• EXERCISE OBJECTIVE: For the data below, work out how many lines contain the word "person" and supply only that number.

• Stored entries:
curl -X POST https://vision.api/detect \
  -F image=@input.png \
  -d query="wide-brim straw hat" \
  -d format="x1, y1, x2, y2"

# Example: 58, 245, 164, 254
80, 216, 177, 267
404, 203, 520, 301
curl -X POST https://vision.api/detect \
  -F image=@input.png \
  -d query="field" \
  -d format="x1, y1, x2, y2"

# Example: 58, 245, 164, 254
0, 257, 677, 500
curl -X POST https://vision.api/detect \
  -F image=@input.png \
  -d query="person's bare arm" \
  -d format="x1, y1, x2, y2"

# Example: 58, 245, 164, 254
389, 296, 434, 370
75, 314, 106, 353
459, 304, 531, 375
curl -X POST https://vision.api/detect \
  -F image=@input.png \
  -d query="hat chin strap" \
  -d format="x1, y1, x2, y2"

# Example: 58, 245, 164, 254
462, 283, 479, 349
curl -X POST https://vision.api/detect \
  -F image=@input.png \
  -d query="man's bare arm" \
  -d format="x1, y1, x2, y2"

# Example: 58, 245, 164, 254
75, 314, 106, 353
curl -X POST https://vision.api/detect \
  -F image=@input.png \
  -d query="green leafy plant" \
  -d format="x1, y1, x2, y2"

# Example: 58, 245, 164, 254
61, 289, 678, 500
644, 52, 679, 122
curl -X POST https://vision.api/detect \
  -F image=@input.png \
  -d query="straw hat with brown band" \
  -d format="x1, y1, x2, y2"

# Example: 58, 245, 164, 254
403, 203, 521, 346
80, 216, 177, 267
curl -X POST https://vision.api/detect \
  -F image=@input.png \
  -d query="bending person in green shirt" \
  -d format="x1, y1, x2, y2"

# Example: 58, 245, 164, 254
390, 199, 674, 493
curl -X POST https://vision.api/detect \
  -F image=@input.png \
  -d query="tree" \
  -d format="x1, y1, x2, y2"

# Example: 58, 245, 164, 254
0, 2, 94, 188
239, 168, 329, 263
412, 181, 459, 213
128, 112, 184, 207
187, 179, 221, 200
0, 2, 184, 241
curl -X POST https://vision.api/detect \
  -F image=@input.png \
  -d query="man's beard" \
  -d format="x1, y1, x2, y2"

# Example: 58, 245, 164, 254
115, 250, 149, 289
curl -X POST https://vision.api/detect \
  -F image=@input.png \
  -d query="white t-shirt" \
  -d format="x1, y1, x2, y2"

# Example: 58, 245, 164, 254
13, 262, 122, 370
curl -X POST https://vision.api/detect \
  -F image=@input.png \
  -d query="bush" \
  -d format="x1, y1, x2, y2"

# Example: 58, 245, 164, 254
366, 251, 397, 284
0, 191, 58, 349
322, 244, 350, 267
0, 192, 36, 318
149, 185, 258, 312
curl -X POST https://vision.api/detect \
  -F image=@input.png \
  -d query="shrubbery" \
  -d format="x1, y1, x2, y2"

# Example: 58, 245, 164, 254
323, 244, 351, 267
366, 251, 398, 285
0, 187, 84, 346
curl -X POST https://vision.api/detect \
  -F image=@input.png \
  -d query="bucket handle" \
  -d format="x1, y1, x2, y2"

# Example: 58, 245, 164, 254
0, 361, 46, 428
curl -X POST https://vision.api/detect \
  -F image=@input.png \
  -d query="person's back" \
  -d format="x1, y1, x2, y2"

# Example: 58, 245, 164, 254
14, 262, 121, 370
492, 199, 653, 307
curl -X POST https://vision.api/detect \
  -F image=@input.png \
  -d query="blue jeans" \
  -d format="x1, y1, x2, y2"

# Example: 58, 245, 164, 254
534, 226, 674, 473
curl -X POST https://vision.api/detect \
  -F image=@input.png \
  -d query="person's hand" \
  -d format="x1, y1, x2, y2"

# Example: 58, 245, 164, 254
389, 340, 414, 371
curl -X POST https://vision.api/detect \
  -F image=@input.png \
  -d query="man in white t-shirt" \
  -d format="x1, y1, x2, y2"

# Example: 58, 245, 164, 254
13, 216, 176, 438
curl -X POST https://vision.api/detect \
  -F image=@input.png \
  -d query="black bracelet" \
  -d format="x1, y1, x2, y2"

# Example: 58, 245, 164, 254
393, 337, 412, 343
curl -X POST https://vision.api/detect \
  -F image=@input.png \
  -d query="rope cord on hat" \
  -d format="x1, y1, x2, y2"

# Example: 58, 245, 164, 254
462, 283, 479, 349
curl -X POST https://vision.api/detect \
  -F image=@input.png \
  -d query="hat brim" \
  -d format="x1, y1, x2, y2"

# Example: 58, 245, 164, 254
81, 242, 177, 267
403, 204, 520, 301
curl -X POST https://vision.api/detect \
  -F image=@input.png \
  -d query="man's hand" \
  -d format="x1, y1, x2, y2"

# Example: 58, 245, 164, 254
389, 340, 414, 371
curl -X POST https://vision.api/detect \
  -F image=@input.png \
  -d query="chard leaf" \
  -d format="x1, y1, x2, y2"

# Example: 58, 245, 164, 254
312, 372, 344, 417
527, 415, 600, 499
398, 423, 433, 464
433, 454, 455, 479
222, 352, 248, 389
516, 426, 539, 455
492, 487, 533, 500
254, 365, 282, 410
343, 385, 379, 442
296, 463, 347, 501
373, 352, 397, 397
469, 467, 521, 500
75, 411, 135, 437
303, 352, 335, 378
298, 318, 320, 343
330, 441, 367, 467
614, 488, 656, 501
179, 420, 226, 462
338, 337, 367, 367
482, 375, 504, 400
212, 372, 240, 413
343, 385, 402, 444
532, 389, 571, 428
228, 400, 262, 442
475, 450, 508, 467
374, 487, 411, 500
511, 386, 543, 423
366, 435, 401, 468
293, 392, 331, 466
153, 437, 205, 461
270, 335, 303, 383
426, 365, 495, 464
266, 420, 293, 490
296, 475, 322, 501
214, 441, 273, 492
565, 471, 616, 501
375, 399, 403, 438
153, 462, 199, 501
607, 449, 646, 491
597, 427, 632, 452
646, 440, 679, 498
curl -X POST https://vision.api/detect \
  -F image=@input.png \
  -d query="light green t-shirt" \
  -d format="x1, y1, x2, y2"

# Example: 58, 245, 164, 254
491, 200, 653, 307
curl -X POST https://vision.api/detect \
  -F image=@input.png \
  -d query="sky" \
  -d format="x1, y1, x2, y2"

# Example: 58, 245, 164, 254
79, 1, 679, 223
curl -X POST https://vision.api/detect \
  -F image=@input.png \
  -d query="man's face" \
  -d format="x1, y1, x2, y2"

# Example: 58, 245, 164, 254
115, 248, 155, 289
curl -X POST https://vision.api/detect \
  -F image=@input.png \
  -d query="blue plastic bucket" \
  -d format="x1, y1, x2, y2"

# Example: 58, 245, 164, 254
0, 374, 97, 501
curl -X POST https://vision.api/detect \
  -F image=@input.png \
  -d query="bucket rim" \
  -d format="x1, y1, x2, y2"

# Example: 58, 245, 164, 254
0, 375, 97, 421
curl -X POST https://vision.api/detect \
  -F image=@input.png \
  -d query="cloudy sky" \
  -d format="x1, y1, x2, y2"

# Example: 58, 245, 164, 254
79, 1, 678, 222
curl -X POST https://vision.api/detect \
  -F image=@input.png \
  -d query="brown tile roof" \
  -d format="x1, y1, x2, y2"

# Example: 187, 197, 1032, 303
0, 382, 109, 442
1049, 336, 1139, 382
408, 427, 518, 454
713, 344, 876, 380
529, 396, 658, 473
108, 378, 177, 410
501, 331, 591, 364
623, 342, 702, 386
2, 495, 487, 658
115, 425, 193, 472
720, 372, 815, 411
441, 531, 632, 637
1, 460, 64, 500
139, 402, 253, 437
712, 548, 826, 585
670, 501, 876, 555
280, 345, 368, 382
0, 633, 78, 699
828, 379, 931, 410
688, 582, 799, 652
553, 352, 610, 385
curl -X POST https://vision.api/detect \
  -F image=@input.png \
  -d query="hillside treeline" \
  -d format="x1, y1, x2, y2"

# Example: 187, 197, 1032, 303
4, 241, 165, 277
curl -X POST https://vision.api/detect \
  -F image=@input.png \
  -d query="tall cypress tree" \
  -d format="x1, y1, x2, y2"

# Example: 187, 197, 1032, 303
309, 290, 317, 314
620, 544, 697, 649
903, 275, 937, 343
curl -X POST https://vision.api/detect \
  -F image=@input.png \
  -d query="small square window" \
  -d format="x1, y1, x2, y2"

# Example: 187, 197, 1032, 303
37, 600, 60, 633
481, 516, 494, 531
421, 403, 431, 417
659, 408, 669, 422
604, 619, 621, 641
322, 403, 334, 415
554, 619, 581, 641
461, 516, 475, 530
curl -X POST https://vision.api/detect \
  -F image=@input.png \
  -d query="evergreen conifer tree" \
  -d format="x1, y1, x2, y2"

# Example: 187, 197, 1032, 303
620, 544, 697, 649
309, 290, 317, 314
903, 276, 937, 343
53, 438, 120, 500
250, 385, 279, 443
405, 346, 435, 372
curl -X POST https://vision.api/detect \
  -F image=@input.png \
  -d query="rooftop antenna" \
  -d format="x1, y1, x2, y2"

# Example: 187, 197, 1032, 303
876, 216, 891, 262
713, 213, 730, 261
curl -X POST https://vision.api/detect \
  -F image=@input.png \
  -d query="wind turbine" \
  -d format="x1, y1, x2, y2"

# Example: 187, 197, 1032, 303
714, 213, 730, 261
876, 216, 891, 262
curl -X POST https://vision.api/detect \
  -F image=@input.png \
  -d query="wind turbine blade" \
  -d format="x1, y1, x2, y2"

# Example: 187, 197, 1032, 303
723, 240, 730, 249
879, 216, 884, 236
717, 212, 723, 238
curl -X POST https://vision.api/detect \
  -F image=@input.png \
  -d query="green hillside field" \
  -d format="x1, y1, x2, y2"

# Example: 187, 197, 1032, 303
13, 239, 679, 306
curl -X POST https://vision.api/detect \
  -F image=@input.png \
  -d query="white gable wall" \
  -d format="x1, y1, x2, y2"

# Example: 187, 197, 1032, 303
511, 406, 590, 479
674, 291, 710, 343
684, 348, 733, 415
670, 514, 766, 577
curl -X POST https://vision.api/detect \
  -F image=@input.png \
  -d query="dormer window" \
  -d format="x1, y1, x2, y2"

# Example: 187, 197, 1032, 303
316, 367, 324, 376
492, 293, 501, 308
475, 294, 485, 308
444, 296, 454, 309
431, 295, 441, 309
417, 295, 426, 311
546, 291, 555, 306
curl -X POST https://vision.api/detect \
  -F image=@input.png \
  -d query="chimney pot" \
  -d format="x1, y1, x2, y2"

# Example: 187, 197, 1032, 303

• OUTPUT OF THE TASK: 4